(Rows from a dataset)
▬▬▬▬▬▬▬▬▬▬

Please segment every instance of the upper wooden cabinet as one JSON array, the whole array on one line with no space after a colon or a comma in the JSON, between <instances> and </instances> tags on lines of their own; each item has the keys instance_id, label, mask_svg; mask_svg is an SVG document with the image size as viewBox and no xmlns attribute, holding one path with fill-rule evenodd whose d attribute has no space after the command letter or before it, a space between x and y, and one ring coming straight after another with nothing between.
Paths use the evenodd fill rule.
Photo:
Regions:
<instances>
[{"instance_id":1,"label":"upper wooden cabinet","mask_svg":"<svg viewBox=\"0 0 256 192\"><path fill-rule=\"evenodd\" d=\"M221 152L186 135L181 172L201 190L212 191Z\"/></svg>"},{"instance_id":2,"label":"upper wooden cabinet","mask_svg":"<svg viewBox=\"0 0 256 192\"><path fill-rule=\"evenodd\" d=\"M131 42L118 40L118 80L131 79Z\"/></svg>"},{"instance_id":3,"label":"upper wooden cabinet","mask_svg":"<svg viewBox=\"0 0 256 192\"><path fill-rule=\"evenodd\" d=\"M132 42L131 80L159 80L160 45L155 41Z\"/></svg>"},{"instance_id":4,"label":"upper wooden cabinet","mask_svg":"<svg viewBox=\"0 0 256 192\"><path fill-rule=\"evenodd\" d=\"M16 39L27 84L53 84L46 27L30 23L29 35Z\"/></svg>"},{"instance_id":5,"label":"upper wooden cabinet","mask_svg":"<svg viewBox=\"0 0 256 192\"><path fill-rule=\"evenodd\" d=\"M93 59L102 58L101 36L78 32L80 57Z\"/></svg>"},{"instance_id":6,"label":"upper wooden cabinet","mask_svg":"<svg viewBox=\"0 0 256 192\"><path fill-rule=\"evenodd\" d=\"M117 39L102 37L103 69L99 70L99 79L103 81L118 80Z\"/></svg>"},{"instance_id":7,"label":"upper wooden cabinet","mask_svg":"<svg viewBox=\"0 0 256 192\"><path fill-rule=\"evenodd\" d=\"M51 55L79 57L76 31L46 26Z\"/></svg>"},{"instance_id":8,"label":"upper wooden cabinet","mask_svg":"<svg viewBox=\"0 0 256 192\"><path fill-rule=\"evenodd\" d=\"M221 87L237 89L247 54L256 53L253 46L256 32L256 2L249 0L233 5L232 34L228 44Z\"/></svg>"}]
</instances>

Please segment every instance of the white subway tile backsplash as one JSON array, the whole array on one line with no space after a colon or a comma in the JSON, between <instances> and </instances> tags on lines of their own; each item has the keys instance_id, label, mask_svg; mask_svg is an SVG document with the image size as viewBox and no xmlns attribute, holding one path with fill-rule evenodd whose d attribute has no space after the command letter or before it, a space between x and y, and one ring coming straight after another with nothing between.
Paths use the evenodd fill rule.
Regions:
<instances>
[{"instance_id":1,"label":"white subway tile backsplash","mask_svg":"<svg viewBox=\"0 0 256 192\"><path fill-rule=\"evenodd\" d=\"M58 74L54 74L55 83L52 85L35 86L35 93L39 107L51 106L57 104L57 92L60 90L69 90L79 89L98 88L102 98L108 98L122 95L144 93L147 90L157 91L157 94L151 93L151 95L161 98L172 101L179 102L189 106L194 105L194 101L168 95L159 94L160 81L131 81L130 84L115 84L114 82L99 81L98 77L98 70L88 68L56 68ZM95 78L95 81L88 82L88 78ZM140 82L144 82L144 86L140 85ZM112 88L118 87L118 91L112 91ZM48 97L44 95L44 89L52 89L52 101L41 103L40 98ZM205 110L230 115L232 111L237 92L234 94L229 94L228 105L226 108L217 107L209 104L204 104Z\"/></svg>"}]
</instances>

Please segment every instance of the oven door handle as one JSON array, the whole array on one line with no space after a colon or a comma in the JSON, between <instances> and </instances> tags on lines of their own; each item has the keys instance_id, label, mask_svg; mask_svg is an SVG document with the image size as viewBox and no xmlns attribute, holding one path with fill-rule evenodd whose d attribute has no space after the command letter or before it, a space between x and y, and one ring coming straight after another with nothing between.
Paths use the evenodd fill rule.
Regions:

▬▬▬▬▬▬▬▬▬▬

### Short exercise
Format these lines as a JSON list of strings, one string per line, and leave out the blank lines.

### Task result
[
  "Please segment every instance of the upper wooden cabinet as one JSON array, the whole array on one line with no space after a colon or a comma in the JSON, between <instances> and </instances> tags on lines of their own; each item has the keys instance_id, label, mask_svg; mask_svg is an SVG document with the image size as viewBox and no xmlns attribute, holding one path with fill-rule evenodd whose d attribute has no space after the command letter or before it, a space between x and y, and one ring coming straight after another with nothing between.",
  "Paths use the evenodd fill rule.",
  "Photo:",
  "Regions:",
  "<instances>",
  "[{\"instance_id\":1,\"label\":\"upper wooden cabinet\",\"mask_svg\":\"<svg viewBox=\\\"0 0 256 192\\\"><path fill-rule=\\\"evenodd\\\" d=\\\"M221 152L186 135L181 172L201 190L212 191Z\\\"/></svg>\"},{\"instance_id\":2,\"label\":\"upper wooden cabinet\",\"mask_svg\":\"<svg viewBox=\\\"0 0 256 192\\\"><path fill-rule=\\\"evenodd\\\" d=\\\"M131 42L118 40L118 80L131 79Z\\\"/></svg>\"},{\"instance_id\":3,\"label\":\"upper wooden cabinet\",\"mask_svg\":\"<svg viewBox=\\\"0 0 256 192\\\"><path fill-rule=\\\"evenodd\\\" d=\\\"M132 42L131 80L159 80L160 45L155 41Z\\\"/></svg>\"},{\"instance_id\":4,\"label\":\"upper wooden cabinet\",\"mask_svg\":\"<svg viewBox=\\\"0 0 256 192\\\"><path fill-rule=\\\"evenodd\\\" d=\\\"M16 39L27 84L53 84L46 27L30 23L29 35Z\\\"/></svg>\"},{\"instance_id\":5,\"label\":\"upper wooden cabinet\",\"mask_svg\":\"<svg viewBox=\\\"0 0 256 192\\\"><path fill-rule=\\\"evenodd\\\" d=\\\"M93 59L102 58L101 36L78 32L80 57Z\\\"/></svg>\"},{\"instance_id\":6,\"label\":\"upper wooden cabinet\",\"mask_svg\":\"<svg viewBox=\\\"0 0 256 192\\\"><path fill-rule=\\\"evenodd\\\" d=\\\"M117 39L102 37L103 69L99 70L99 79L103 81L118 80Z\\\"/></svg>\"},{\"instance_id\":7,\"label\":\"upper wooden cabinet\",\"mask_svg\":\"<svg viewBox=\\\"0 0 256 192\\\"><path fill-rule=\\\"evenodd\\\" d=\\\"M51 55L79 57L76 31L46 26Z\\\"/></svg>\"},{\"instance_id\":8,\"label\":\"upper wooden cabinet\",\"mask_svg\":\"<svg viewBox=\\\"0 0 256 192\\\"><path fill-rule=\\\"evenodd\\\" d=\\\"M221 87L237 89L247 54L256 53L253 46L256 32L256 2L249 0L233 5L232 34L228 44Z\\\"/></svg>\"}]",
  "</instances>",
  "Please segment every instance of the white subway tile backsplash as one JSON array, the whole array on one line with no space after a colon or a comma in the JSON, between <instances> and </instances> tags on lines of their own; each item has the keys instance_id, label, mask_svg; mask_svg is an SVG document with the image size as viewBox and no xmlns attribute, holding one path with fill-rule evenodd whose d attribute has no space after the command letter or before it, a space between x and y, and one ring coming straight after another with nothing between.",
  "Paths use the evenodd fill rule.",
  "Regions:",
  "<instances>",
  "[{\"instance_id\":1,\"label\":\"white subway tile backsplash\",\"mask_svg\":\"<svg viewBox=\\\"0 0 256 192\\\"><path fill-rule=\\\"evenodd\\\" d=\\\"M58 74L54 74L55 83L52 85L35 86L35 93L39 107L51 106L57 104L57 92L60 90L69 90L79 89L98 88L102 98L108 98L122 95L144 93L147 90L157 91L157 94L151 93L151 95L161 98L172 101L179 102L189 106L194 105L194 101L168 95L159 94L160 81L131 81L130 84L115 84L114 82L99 81L98 77L98 70L88 68L56 68ZM95 78L95 81L88 82L88 78ZM140 82L144 82L144 86L140 85ZM112 88L118 87L118 91L112 91ZM48 97L44 95L44 89L52 89L52 101L41 103L40 98ZM205 110L230 115L232 111L237 92L234 94L229 94L228 105L226 108L217 107L209 104L204 104Z\\\"/></svg>\"}]",
  "</instances>",
  "Please segment every instance of the oven door handle as one JSON array, the whole array on one line with no space after a colon or a comma in the JSON, between <instances> and </instances> tags on lines of their own; each item has the keys instance_id, label, mask_svg; mask_svg is an SVG document with the image size as viewBox and no xmlns attribute, holding one path with fill-rule evenodd whose d attribute has no space after the command letter or before it, a space between x and y, and one ring coming straight after another with nothing between.",
  "Paths use the evenodd fill rule.",
  "Regions:"
]